- _Aim_
Show every line of the records that contains the word "small", treating uppercase and lowercase letters as different.

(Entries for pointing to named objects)

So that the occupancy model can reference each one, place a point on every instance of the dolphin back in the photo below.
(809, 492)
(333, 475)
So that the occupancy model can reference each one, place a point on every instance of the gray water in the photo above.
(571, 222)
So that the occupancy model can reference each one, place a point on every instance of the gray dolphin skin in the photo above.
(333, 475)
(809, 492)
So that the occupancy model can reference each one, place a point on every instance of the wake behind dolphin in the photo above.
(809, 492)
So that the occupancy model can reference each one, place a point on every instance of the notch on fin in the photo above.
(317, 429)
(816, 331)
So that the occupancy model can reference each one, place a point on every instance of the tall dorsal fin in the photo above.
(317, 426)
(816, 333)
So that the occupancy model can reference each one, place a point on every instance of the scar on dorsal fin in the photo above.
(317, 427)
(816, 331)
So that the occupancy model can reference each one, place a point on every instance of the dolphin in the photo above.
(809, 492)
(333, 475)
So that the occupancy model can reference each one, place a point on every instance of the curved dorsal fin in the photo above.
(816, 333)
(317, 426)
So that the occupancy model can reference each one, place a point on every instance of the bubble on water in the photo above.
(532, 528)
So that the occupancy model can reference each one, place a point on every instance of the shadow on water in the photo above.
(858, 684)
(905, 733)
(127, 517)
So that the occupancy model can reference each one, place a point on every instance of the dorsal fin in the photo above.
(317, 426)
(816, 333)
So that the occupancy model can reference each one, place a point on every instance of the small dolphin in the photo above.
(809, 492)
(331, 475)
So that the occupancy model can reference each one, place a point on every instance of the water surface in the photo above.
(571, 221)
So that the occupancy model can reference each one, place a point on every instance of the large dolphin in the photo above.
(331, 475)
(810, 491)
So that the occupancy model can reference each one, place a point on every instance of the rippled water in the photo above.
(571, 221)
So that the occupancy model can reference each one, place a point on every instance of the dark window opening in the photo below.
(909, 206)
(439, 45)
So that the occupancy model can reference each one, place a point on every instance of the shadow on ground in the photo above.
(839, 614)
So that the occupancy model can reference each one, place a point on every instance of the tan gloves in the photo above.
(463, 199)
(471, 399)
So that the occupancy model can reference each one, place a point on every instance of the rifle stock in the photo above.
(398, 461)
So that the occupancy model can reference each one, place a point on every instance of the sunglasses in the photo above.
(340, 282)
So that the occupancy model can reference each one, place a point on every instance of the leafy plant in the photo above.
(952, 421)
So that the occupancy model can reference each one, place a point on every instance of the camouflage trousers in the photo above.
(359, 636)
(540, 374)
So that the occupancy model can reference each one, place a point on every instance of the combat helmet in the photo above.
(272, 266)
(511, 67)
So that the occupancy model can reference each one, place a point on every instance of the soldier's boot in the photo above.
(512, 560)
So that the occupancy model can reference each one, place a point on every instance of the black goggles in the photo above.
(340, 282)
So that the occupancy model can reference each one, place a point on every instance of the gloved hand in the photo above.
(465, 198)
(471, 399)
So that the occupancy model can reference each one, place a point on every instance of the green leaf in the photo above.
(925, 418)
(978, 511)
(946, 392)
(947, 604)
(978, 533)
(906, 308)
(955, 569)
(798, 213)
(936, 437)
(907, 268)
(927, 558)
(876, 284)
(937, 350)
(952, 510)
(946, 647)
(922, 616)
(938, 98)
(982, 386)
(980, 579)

--

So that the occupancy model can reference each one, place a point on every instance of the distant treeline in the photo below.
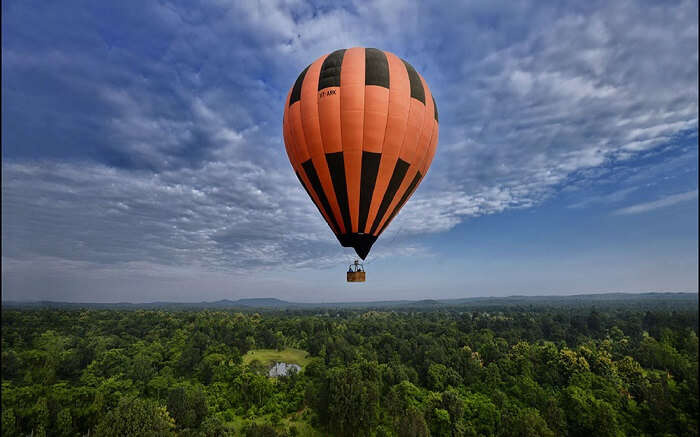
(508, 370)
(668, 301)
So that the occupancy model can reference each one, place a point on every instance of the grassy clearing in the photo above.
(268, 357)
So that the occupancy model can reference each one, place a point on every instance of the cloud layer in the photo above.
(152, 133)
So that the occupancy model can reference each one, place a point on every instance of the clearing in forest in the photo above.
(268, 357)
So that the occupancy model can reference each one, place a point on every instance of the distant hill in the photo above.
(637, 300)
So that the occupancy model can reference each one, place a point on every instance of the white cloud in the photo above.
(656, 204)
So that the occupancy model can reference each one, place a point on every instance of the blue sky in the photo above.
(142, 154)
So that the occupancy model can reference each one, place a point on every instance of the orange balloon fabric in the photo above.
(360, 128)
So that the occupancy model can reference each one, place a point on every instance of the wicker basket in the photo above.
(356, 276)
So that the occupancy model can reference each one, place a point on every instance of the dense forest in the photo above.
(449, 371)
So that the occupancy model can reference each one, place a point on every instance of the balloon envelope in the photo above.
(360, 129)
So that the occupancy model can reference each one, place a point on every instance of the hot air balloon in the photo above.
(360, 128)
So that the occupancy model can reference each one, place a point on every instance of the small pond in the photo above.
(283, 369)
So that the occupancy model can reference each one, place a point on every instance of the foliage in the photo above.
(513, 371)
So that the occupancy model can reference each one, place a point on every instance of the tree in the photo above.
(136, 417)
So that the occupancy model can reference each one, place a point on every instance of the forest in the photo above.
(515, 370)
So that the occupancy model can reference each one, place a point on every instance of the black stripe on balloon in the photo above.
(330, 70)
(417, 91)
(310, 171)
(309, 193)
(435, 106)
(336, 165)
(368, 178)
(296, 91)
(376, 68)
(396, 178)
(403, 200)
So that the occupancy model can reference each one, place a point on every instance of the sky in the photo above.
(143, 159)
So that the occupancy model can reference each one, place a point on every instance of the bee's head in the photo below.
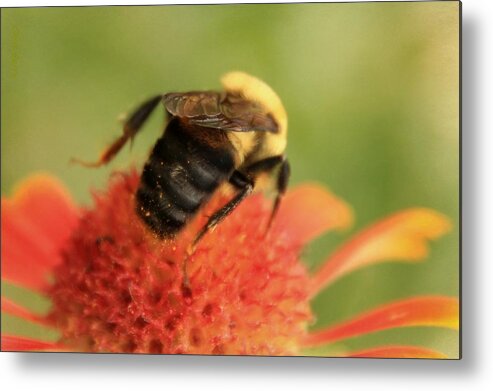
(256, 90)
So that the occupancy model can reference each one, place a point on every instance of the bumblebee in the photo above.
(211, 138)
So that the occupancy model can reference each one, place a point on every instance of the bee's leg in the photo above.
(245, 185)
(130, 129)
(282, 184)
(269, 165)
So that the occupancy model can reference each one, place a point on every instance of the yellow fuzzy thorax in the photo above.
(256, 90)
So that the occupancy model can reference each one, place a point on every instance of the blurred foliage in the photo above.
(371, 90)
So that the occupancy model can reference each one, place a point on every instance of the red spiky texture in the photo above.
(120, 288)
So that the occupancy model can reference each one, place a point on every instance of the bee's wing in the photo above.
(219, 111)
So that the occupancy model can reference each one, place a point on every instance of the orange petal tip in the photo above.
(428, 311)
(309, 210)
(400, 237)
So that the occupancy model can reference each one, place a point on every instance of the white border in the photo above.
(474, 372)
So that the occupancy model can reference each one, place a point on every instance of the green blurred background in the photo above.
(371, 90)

- _Output for this exercise_
So that the occupancy model can reference each one, place a point on every instance of the small dolphin in the photo above.
So that the occupancy model can reference each one, place a point on every instance of the small pond in the photo above.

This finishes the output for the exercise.